Excerpt to read:
━━━━━━━━━━━━━━━━━━━━━━━━━━━━━━
# Sequence labeling (NER & POS) evaluation

This notebook contains code that reproduces Sequence Labeling mGPT experiments. Namely, this code can be used to evaluate predictions formed by *sequence_labeling_prediction.ipynb*.


# Metrics


In [None]:
#!pip install seqeval

from seqeval.metrics import f1_score, precision_score, accuracy_score, recall_score
import numpy as np
import pandas as pd
import math
import pickle
import os
import warnings
import random
from collections import Counter

warnings.filterwarnings('ignore')
pd.set_option("display.precision", 3)

In [None]:
# metrics
def calculate_scores(answers, predictions):
    langs = answers.keys()
    results = []
    for l in langs:
        results.append([l, accuracy_score(answers[l], predictions[l])])
    return results


def sequence_general_metrics_(true_label, pred_label):
    flat_true_label = []
    flat_pred_label = []
    for i in range(len(pred_label)):
        flat_true_label = flat_true_label + true_label[i]
        flat_pred_label = flat_pred_label + pred_label[i]
    tag_list = list(sorted(set(flat_true_label)))
━━━━━━━━━━━━━━━━━━━━━━━━━━━━━━
Task requirements:
a – Answer these about the evaluation notebook:
(i) Which notebook makes the predictions that this code can evaluate?
(ii) What value does the pd.set_option line give for display precision?
(iii) Which seqeval metric does calculate_scores use?
b – Copy, with no changes, the part of the evaluation notebook that opens with the words containing "from seqeval.metrics import" and closes with "warnings.filterwarnings('ignore')".

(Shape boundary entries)
━━━━━━━━━━━━━━━━━━━━━━━━━━━━━━
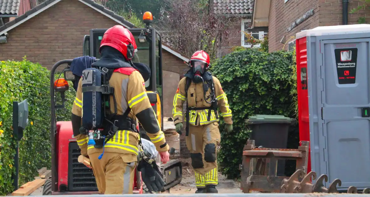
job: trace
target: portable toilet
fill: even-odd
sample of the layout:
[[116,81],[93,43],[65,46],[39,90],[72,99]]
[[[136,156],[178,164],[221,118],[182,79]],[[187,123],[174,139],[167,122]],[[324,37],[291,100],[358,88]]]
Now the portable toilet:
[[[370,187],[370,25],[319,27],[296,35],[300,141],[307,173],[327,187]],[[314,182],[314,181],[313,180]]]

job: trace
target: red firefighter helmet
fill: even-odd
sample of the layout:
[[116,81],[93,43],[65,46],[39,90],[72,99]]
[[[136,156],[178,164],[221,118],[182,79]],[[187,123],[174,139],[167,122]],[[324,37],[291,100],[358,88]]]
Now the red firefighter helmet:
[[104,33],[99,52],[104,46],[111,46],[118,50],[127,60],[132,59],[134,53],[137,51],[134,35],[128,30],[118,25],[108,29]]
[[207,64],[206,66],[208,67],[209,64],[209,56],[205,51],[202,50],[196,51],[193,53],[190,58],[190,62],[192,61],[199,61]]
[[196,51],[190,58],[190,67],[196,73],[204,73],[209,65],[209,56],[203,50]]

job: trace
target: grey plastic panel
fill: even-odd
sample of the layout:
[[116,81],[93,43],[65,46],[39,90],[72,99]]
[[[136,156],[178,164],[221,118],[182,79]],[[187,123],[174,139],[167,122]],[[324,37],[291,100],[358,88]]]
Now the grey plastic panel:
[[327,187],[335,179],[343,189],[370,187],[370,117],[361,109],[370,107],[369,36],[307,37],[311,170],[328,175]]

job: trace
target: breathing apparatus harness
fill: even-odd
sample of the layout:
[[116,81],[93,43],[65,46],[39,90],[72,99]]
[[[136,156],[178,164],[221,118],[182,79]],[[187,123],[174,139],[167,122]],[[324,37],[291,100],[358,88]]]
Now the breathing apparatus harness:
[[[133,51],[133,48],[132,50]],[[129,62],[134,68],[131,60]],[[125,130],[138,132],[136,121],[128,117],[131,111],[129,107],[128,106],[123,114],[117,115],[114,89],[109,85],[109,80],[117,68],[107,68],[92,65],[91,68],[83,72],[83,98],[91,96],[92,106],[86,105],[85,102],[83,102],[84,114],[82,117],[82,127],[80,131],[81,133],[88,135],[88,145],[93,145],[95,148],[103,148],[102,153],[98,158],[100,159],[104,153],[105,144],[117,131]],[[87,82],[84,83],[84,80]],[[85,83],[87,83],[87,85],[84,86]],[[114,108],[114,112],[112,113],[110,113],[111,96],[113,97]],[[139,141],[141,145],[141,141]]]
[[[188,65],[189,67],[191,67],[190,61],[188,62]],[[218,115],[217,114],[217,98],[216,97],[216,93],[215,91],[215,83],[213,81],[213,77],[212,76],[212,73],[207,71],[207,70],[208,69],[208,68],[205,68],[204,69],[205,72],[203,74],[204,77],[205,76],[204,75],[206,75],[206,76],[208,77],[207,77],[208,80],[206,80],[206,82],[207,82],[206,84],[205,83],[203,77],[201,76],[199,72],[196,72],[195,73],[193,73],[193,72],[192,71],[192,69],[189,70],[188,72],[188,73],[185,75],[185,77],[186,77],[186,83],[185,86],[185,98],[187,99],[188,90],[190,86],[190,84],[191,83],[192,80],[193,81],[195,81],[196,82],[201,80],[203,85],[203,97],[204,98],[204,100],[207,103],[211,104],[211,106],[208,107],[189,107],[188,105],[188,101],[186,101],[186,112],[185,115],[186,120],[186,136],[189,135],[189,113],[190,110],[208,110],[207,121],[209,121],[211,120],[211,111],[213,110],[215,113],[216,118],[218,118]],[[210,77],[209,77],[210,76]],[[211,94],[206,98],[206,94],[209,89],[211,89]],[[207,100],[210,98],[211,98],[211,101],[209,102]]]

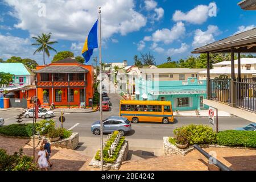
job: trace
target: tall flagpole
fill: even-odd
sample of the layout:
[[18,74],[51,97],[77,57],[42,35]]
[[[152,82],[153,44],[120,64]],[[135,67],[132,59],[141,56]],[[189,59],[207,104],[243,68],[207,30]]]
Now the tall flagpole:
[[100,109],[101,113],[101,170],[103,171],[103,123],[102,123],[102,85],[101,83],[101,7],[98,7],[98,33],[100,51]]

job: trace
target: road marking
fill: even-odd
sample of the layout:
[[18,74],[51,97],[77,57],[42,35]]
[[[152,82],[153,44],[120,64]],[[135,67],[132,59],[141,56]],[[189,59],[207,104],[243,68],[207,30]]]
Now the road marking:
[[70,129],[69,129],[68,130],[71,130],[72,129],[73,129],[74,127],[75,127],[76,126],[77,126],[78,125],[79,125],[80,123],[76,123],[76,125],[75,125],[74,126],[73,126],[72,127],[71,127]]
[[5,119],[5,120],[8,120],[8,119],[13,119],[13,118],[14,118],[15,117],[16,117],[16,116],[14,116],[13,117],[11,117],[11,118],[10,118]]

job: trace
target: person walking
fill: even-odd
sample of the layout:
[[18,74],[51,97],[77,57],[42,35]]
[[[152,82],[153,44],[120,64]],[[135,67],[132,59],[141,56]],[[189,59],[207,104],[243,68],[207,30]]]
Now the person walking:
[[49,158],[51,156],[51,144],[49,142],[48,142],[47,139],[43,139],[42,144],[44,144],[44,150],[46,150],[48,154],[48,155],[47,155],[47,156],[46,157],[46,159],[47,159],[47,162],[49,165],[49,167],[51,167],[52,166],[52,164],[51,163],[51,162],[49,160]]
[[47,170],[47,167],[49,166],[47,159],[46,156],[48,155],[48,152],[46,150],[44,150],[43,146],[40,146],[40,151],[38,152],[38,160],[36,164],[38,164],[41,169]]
━━━━━━━━━━━━━━━━━━━━━━━━━━━━━━
Responses:
a –
(i) sequence_labeling_prediction.ipynb
(ii) 3
(iii) accuracy_score

b –
from seqeval.metrics import f1_score, precision_score, accuracy_score, recall_score
import numpy as np
import pandas as pd
import math
import pickle
import os
import warnings
import random
from collections import Counter

warnings.filterwarnings('ignore')